* **INSTRUCTION**
Please write out the complete listing that follows, exactly as it reads.

* **RECORDS SHOWN**
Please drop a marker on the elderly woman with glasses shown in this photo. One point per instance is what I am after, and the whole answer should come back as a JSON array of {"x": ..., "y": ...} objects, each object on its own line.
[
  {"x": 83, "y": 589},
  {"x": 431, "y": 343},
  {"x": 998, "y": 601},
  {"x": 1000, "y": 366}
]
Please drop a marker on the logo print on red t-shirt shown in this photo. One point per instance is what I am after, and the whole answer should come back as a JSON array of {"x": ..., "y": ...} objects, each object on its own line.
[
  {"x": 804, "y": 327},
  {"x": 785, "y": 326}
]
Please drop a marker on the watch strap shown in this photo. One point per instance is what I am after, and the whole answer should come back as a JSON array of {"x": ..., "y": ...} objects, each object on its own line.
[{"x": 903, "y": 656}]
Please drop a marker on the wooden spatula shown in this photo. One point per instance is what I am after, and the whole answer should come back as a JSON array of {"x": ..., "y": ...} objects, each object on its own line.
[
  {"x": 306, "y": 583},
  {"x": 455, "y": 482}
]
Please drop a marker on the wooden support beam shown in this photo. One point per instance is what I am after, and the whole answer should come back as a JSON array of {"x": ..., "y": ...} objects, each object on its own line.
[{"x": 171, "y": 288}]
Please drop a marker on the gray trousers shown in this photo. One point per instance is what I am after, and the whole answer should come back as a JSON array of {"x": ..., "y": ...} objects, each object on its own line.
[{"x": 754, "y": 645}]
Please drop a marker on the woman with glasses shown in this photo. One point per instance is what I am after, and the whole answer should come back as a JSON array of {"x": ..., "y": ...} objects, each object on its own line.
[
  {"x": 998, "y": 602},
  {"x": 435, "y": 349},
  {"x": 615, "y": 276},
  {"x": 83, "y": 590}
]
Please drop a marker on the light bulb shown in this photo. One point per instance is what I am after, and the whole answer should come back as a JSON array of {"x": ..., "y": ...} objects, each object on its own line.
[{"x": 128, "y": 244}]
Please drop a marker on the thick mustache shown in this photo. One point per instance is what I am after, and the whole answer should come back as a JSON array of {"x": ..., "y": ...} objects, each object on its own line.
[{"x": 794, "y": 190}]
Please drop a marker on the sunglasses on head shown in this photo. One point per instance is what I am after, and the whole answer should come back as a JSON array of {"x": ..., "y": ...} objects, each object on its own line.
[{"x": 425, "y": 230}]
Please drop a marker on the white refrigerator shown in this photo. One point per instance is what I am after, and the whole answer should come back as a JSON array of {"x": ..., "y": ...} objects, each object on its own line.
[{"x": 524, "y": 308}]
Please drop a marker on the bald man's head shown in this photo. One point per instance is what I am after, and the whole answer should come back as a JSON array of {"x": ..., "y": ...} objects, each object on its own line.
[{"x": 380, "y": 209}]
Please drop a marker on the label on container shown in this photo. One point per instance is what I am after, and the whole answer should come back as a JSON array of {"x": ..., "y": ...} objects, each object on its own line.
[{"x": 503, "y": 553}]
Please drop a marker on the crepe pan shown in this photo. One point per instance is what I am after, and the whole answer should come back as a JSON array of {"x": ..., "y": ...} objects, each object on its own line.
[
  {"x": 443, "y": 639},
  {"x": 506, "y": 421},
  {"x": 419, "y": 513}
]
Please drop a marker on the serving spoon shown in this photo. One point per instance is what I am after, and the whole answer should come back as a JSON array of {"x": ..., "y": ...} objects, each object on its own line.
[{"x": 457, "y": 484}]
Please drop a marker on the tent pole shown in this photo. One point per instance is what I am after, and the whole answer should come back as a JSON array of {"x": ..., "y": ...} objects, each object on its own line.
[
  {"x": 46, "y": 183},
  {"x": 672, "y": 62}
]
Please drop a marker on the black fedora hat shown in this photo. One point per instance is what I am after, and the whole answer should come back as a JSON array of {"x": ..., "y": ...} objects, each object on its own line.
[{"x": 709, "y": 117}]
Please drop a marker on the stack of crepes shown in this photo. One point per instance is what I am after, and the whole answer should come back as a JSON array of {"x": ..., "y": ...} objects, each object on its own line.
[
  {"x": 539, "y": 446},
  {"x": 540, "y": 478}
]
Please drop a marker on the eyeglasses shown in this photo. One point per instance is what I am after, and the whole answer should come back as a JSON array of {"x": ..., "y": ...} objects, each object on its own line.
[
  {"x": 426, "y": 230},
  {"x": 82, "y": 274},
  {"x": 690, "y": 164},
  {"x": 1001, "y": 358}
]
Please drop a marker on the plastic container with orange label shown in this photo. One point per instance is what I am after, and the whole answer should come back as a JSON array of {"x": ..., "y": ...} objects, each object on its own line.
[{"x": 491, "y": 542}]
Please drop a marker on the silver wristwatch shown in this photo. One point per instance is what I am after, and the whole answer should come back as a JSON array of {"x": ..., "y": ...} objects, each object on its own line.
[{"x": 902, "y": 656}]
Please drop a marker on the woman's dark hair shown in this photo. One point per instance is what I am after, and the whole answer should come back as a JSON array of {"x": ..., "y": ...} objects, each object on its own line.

* **RESPONSE BELOW**
Please drop a marker on the elderly woman with glasses shown in this photo. One point per instance is what I am after, and the whole answer should come back as a JSON array of {"x": ..., "y": ...} objects, each object on its own line.
[
  {"x": 83, "y": 589},
  {"x": 431, "y": 343},
  {"x": 998, "y": 601},
  {"x": 1000, "y": 366}
]
Please drop a marker on the logo print on red t-shirt shown in this photo. One point per instance is what I am after, and the whole answer should come back as a JSON array of {"x": ..., "y": ...} objects, each object on its own line.
[
  {"x": 804, "y": 327},
  {"x": 785, "y": 326}
]
Please drop a marker on the watch strap shown in this photo. One point per instance is what I am after, and the whole answer should come back as a JSON array of {"x": ..., "y": ...} objects, each object on its own line.
[{"x": 903, "y": 656}]
Please drop a marker on the wooden spatula shown in this photo. One point per instance is what I am after, and the whole answer should come back as a JSON array of {"x": ..., "y": ...} objects, each object on its own line.
[
  {"x": 306, "y": 583},
  {"x": 455, "y": 482}
]
Please drop a marker on the wooden support beam shown in this photo. One point per instance is what I am after, and the whole answer should come back as a JSON array of {"x": ..., "y": ...} objects, each object on its own line.
[{"x": 171, "y": 288}]
Please drop a marker on the gray trousers shown in this photo. One point per instance is what I am after, and the whole answer should come back as a JSON array of {"x": ..., "y": ...} objects, each object on its own line.
[{"x": 754, "y": 645}]
Please drop a marker on the woman with glasses shown in this photo. One point per instance is what I am after, and the whole answer should come back as a JSON array of {"x": ..., "y": ...} objects, each object on its own line.
[
  {"x": 998, "y": 602},
  {"x": 435, "y": 349},
  {"x": 615, "y": 276},
  {"x": 83, "y": 590}
]
Please drop a marker on the light bulb shown in this photo. One point per instance is what I am after, and the whole answer should come back as a JSON array of {"x": ..., "y": ...} objects, each object on its own line.
[{"x": 128, "y": 244}]
Please drop a marker on the thick mustache shown in this photo. One point per instance is what I am after, and the whole answer should come back as a JSON array of {"x": ..., "y": ...} objects, each object on its own line.
[{"x": 794, "y": 190}]
Please drop a marker on the sunglasses on head shown in this photo. One point per instance is what I am after, and the whole answer should come back as a JSON array of {"x": ..., "y": ...} objects, each object on its own line.
[{"x": 425, "y": 230}]
Please drop a marker on the white refrigerator shown in this photo. One point per instance is what I am after, and the whole answer should come back as a JSON array of {"x": ..., "y": ...} objects, each object on its own line.
[{"x": 524, "y": 308}]
Please drop a marker on the bald man's head shown in this photo. One point per instance is what I am after, and the whole answer should come back as a JSON array of {"x": ..., "y": ...} objects, each object on its own line.
[{"x": 380, "y": 209}]
Please drop a marker on the label on container shown in this photo. One point per instance is what I am after, and the whole answer should come back as a JSON array of {"x": ..., "y": ...} objects, each object on its own line.
[{"x": 503, "y": 553}]
Please drop a marker on the crepe pan shown in this photo. One point per instance is what I am after, and the whole answer should come back as a JSON array of {"x": ..., "y": ...} objects, each object on its own line.
[
  {"x": 443, "y": 639},
  {"x": 506, "y": 421},
  {"x": 419, "y": 513}
]
Please drop a marker on the serving spoon shown in this photo. One point per instance is what I am after, and the whole answer should come back as a JSON array of {"x": ..., "y": ...} objects, each object on its own line.
[{"x": 457, "y": 484}]
Please drop a marker on the tent pole shown in this photo. One point per instance is what I am after, and the whole answer should come back as a JSON array of {"x": ..., "y": ...} objects, each object on its own line.
[
  {"x": 46, "y": 183},
  {"x": 672, "y": 62}
]
Please drop a marker on the black fedora hat shown in this photo. One point per instance is what I am after, and the whole answer should come back as a JSON array of {"x": ..., "y": ...} objects, each object on its own line.
[{"x": 709, "y": 117}]
Please drop a marker on the stack of crepes shown in this photo. One point per instance is what I am after, and the whole answer should come back as a JSON array of {"x": ..., "y": ...} objects, each object on its own line.
[
  {"x": 539, "y": 446},
  {"x": 540, "y": 478}
]
Please drop a marker on the eyeglasses shown in this photo. One point per instance is what I am after, and the whole answer should come back as a JSON array of {"x": ..., "y": ...} objects, each object on its own line.
[
  {"x": 426, "y": 230},
  {"x": 82, "y": 274},
  {"x": 690, "y": 164},
  {"x": 1001, "y": 358}
]
Please drop a marker on the plastic container with orange label shown in this photo. One point per instance is what I am after, and the whole answer should come back as a JSON array of {"x": ..., "y": ...} objects, each object on its own line.
[{"x": 491, "y": 542}]
Please drop a marker on the silver wristwatch shown in this photo. One point per instance is what I am after, and the whole answer should come back as a JSON array of {"x": ..., "y": ...} objects, each object on its own line.
[{"x": 902, "y": 656}]
Please drop a marker on the woman's dark hair shown in this photo. One point per instance is what I am after, and the whole answer should come back as a JSON array of {"x": ..., "y": ...} objects, each object on its own line.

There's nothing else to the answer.